Bernays ve Yeşil Kampanya
Sanayi devrimi sonrası üreticilerin felsefesi: “En dayanıklısını yap ve en çok sen sat” oldu. Bu şekilde daha kaliteli malları ortaya koyacaklardı. Seri üretime geçmekle birlikte üretim daha çok artı, firma sayısı arttı, ürünler nihai tüketicileriyle buluşmak üzere sınırların ötesinde ki pazarlara açıldı. Ulaşım konusunda da gelişen dünya ile birlikte pazarlarda uzun süre kalabilen ürünler ve ürün çeşitleriyle artık daha önce kullanılan ama etkili olmayan bir şeylerin (ki biz buna reklam diyoruz) etkinliğini artırdı.

=-=-=

*Çalışma Maddesi A*
Okuma metninde "Bernays ve Yeşil" ile başlayıp "diyoruz) etkinliğini artırdı." ifadesine kadar süren bölümü aynen yineleyin.
*Çalışma Maddesi B*
Okuma metnine göre seri üretime geçilmesiyle birlikte yaşanan gelişmelerin tümünü sıralayın.

*Sağlanan Veriler*
=-=-=

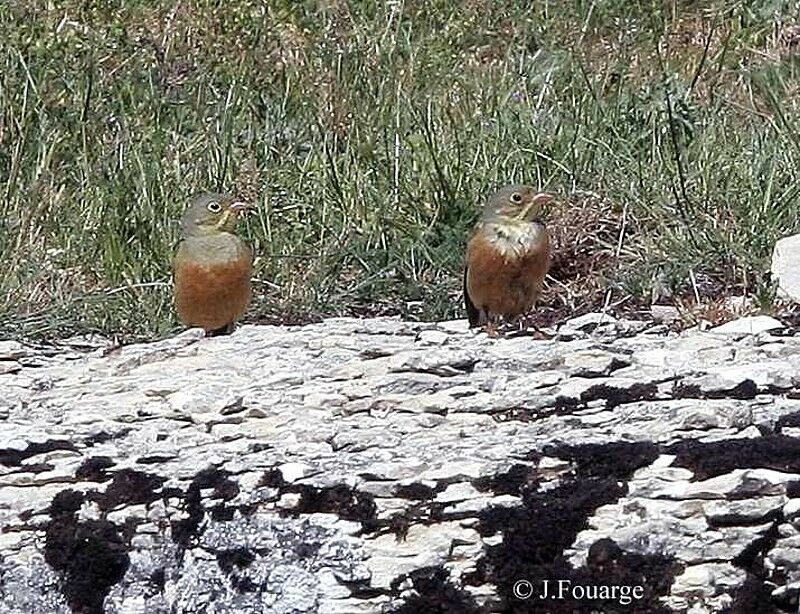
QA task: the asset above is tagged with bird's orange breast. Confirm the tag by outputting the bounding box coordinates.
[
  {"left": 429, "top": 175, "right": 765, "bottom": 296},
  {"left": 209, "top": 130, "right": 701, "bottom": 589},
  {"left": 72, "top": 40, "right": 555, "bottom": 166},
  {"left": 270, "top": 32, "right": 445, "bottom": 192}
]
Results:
[
  {"left": 467, "top": 229, "right": 550, "bottom": 317},
  {"left": 174, "top": 253, "right": 252, "bottom": 331}
]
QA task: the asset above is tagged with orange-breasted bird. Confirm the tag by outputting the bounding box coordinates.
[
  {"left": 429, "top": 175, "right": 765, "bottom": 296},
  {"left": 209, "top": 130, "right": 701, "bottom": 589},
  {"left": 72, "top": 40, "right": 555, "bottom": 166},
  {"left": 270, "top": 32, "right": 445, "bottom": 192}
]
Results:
[
  {"left": 464, "top": 185, "right": 553, "bottom": 335},
  {"left": 172, "top": 194, "right": 253, "bottom": 336}
]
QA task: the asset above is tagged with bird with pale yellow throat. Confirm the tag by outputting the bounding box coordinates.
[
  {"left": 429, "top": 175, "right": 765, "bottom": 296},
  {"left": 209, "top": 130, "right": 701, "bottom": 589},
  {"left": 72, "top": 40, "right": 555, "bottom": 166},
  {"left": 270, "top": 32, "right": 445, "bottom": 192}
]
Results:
[
  {"left": 464, "top": 185, "right": 554, "bottom": 336},
  {"left": 172, "top": 194, "right": 253, "bottom": 336}
]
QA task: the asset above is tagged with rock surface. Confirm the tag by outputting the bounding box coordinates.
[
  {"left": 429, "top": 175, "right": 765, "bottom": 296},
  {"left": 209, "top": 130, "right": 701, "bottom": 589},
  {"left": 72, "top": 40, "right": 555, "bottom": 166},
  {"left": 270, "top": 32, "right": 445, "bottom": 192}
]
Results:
[
  {"left": 0, "top": 317, "right": 800, "bottom": 613},
  {"left": 771, "top": 234, "right": 800, "bottom": 303}
]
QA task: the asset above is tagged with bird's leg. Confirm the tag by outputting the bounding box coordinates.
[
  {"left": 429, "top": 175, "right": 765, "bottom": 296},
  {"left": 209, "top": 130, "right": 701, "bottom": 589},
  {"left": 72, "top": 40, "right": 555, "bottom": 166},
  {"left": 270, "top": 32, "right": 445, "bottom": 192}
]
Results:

=-=-=

*Yanıt A*
Bernays ve Yeşil Kampanya
Sanayi devrimi sonrası üreticilerin felsefesi: “En dayanıklısını yap ve en çok sen sat” oldu. Bu şekilde daha kaliteli malları ortaya koyacaklardı. Seri üretime geçmekle birlikte üretim daha çok artı, firma sayısı arttı, ürünler nihai tüketicileriyle buluşmak üzere sınırların ötesinde ki pazarlara açıldı. Ulaşım konusunda da gelişen dünya ile birlikte pazarlarda uzun süre kalabilen ürünler ve ürün çeşitleriyle artık daha önce kullanılan ama etkili olmayan bir şeylerin (ki biz buna reklam diyoruz) etkinliğini artırdı.

*Yanıt B*
- Üretimin artması
- Firma sayısının artması
- Ürünlerin, nihai tüketicileriyle buluşmak üzere sınırların ötesindeki pazarlara açılması